What you will do:
A: In the passage on the Equality Commission guidance, on which page does the guidance state that requiring pupils to wear gender-specific clothes is potentially unlawful?
B: Using the passage on the Equality Commission guidance, explain why the author considers even the earlier sex discrimination guidance suspect.

Document segment:
There is a problem with the guidance, however. It states ‘Requiring pupils to wear gender-specific clothes is potentially unlawful’ (page 43). Leaving aside the obvious qualification in ‘potentially’ the startling thing is that while the guidance seems to be saying that such a policy is unlawful because of its effect on transsexual people the reference it gives for that statement is a previous piece of guidance relating to sex discrimination not gender reassignment discrimination. Even that guidance is more than a little suspect as in a work context the courts have consistently upheld dress codes and rules of appearance that have different requirements for men and women. To suggest that they would take a different view in relation to school uniforms is entirely speculative.
Closely examined, then, the Equality Commission guidance does not in fact argue that a uniform requirement can amount to unlawful gender reassignment discrimination. And it is a good thing that it does not because there is a serious flaw in such an analysis. A transsexual person is defined in Clause 6 of the Equality Bill as a person who:
‘is proposing to undergo, is undergoing or has undergone a process (or part of a process) for the purpose of reassigning the person’s sex by changing physiological or other attributes of sex’.

Excerpted data:
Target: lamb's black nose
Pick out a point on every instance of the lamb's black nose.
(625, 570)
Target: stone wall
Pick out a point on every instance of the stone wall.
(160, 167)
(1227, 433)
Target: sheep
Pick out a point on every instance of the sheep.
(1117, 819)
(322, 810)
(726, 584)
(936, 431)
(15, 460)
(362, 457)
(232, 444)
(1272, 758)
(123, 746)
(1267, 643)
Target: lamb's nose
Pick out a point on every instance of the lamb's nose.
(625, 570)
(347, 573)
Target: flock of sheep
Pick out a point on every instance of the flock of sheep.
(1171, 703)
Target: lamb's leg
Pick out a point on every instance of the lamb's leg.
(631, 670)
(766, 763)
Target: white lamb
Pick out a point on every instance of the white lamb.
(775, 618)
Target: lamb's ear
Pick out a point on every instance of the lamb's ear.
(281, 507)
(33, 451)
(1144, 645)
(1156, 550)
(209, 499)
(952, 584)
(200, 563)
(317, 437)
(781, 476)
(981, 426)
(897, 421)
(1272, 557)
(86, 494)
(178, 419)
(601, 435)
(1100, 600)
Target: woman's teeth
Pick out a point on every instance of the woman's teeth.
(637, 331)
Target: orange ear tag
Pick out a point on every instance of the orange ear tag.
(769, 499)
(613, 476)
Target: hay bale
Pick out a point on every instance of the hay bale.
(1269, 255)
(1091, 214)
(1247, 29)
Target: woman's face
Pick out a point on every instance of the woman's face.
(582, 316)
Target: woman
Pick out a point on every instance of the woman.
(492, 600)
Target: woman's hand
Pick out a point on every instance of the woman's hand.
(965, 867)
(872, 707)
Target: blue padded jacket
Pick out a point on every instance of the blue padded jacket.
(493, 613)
---
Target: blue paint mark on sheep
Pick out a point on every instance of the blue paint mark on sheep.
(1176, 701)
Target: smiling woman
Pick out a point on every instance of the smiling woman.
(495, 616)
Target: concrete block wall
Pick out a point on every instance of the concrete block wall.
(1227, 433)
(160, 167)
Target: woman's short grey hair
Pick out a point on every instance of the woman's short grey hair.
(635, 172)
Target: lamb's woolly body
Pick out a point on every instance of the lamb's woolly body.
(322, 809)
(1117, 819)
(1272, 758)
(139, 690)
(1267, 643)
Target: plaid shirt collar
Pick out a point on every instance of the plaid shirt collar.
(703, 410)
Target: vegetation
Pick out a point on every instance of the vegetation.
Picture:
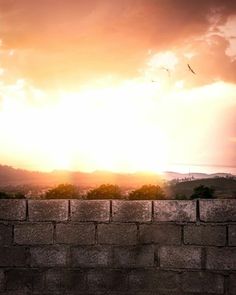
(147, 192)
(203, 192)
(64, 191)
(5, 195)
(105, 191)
* * *
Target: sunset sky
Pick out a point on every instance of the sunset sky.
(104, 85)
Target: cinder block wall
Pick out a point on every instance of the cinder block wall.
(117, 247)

Solutions per task:
A: Page 43.

B: In a work context, the courts have consistently upheld dress codes and rules of appearance that set different requirements for men and women. Suggesting that they would take a different view of school uniforms is therefore entirely speculative.